Um dos instrumentos utilizados para conscientização de aspectos envolvidos na escolha profissional e conseqüente facilitação dessa decisão dentro de processos de Orientação Profissional desenvolvidos no Serviço de Orientação Profissional (SOP), do Centro de Psicologia Aplicada (CPA) da FFCLRP-USP, desde 1994, é o Teste de Fotos de Profissões - BBT (Berufsbilder Test): método projetivo para a clarificação da inclinação profissional1.

Na elaboração dessa técnica projetiva, Martin Achtnich (1991) partiu dos princípios da teoria pulsional de Szondi (1971). Apresentado em duas versões Forma Feminina (1971) e Forma Masculina (1973), o BBT é baseado em oito fatores de inclinação que se combinam de maneiras múltiplas, resultando em uma determinada estrutura de interesses que motivará a escolha de uma atividade profissional. Os fatores propostos por Achtnich são:

o Fator W - relacionado à: ternura, feminilidade, sensibilidade e necessidade de tocar.

o Fator K - relacionado à força física, dureza e agressividade.

o Fator S - subdividido em: Sh - disponibilidade em ajudar, curar, interesse pelo outro e Se - energia, dinamismo, necessidade de movimento, coragem.

o Fator Z - necessidade de mostrar (a si e ao produto de seu trabalho), de representar, de admirar a beleza e a estética.

o Fator V - relacionado à razão, inteligência, objetividade e necessidade de conhecimento.

o Fator G - intuição, criatividades, idéia, imaginação.

o Fator M - relacionado à matéria, à substância e posse (afetiva e material).

o Fator O - subdividido em Or (necessidade de falar e de comunicar) e On (necessidade de nutrir, alimentar).

Cada foto representa uma combinação entre dois dos oito fatores, sendo composta por um fator primário (identificado com letra maiúscula) relacionado à atividade desempenhada na foto, e um fator secundário (identificado com letra minúscula), que se refere aos demais aspectos presentes na imagem (ambiente profissional, local, objetos de trabalho, etc.).

• Tarefas do exercício
[1] Traduza para o inglês esta frase do trecho sobre o Teste de Fotos de Profissões: "Na elaboração dessa técnica projetiva, Martin Achtnich (1991) partiu dos princípios da teoria pulsional de Szondi (1971)."
[2] Indique se cada afirmação concorda com o trecho sobre o Teste de Fotos de Profissões. Responda sim ou não e cite as palavras do trecho que decidem a questão.
(a) O BBT se baseia em oito fatores de inclinação.
(b) O Fator K está relacionado à intuição e à criatividade.
(c) Em cada foto, o fator secundário é identificado com letra maiúscula.
As linhas foram retiradas de outra fonte, sem relação com o trecho.

• Linhas fornecidas
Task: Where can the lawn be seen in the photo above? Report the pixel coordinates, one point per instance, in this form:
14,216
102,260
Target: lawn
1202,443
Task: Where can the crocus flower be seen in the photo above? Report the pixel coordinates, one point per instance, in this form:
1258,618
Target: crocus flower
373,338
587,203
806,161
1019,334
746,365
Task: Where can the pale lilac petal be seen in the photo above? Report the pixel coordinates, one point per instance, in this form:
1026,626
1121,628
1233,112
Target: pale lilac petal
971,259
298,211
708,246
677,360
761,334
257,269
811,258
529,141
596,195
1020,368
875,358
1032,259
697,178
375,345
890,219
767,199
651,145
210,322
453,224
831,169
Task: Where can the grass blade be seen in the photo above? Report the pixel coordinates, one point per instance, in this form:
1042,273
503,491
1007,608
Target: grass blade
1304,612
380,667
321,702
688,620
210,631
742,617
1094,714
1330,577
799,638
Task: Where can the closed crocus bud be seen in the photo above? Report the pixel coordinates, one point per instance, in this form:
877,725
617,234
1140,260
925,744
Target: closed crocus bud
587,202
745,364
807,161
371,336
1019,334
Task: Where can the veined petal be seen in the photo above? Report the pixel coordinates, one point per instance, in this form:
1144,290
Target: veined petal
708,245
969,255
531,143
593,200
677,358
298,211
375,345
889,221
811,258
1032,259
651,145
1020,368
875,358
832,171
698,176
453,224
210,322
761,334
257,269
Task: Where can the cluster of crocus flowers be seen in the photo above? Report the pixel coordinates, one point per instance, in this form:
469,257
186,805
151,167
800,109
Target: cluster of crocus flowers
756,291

* * *

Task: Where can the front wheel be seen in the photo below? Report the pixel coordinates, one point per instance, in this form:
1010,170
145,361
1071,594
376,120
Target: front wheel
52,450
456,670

• Respostas
[1] In developing this projective technique, Martin Achtnich (1991) drew on the principles of Szondi's drive theory (1971).

[2]
(a) Sim: "o BBT é baseado em oito fatores de inclinação".
(b) Não: "o Fator K - relacionado à força física, dureza e agressividade."
(c) Não: "um fator secundário (identificado com letra minúscula)".